▸ TEXT SECTION

··········

Statistics (``scirs2.stats``)
==============================
Statistical functions, distributions, hypothesis tests, MCMC samplers,
and Gaussian process regression.
.. automodule:: scirs2.stats
:members:
:undoc-members:
:show-inheritance:
Descriptive Statistics
----------------------
.. list-table::
:header-rows: 1
* - Function
- Description
* - ``mean_py(data)``
- Arithmetic mean
* - ``std_py(data, ddof)``
- Standard deviation
* - ``var_py(data, ddof)``
- Variance
* - ``median_py(data)``
- Median
* - ``percentile_py(data, q)``
- Percentile
* - ``iqr_py(data)``
- Interquartile range
* - ``skew_py(data)``
- Skewness (6-23x faster than SciPy on small data)
* - ``kurtosis_py(data)``
- Excess kurtosis (5-24x faster than SciPy)
* - ``describe_py(data)``
- Summary statistics dictionary
Correlation
-----------
- ``correlation_py(x, y)`` — Pearson correlation
- ``covariance_py(x, y, ddof)`` — Covariance
- ``pearsonr_py(x, y)`` — Pearson r with p-value
- ``spearmanr_py(x, y)`` — Spearman rank correlation
Distributions
-------------
All distributions expose ``pdf``, ``cdf``, ``ppf``, ``rvs`` methods:
.. code-block:: python
dist = scirs2.norm()

··········

▸ SET TASKS
1. According to the statistics module page, how much faster than SciPy is the skewness function on small data?
2. Write the next part of the statistics module page, picking up after its final line of code.

▸ SUPPLIED INFORMATION
··········

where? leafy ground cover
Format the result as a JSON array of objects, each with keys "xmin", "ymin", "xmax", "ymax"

··········

▸ ANSWERS PER TASK
1. 6-23x faster.

2.
p = dist.pdf(0.0) # 0.3989…
q = dist.cdf(1.96) # 0.9750…
x = dist.ppf(0.975) # 1.96…
Available distributions:
- **Continuous**: ``norm``, ``expon``, ``uniform``, ``beta``, ``gamma``,
``chi2``, ``t``, ``f``, ``cauchy``, ``lognorm``, ``weibull_min``,
``laplace``, ``logistic``, ``pareto``
- **Discrete**: ``binom``, ``poisson``, ``geom``, ``bernoulli``,
``nbinom``, ``hypergeom``
MCMC Samplers
-------------
.. code-block:: python
import scirs2, numpy as np
def log_prob(x):
return -0.5 * float(np.dot(x, x)) # standard normal
sampler = scirs2.MetropolisHastings(log_prob, step_size=0.5)
samples = sampler.sample(np.zeros(2), n_samples=1000, burn_in=100)
Available samplers: ``MetropolisHastings``, ``HamiltonianMC``, ``NUTS``
Gaussian Process Regression
----------------------------
.. code-block:: python
gp = scirs2.GaussianProcessRegressor(kernel="rbf", noise=1e-6)
gp.fit(X_train, y_train)
mean, std = gp.predict(X_test, return_std=True)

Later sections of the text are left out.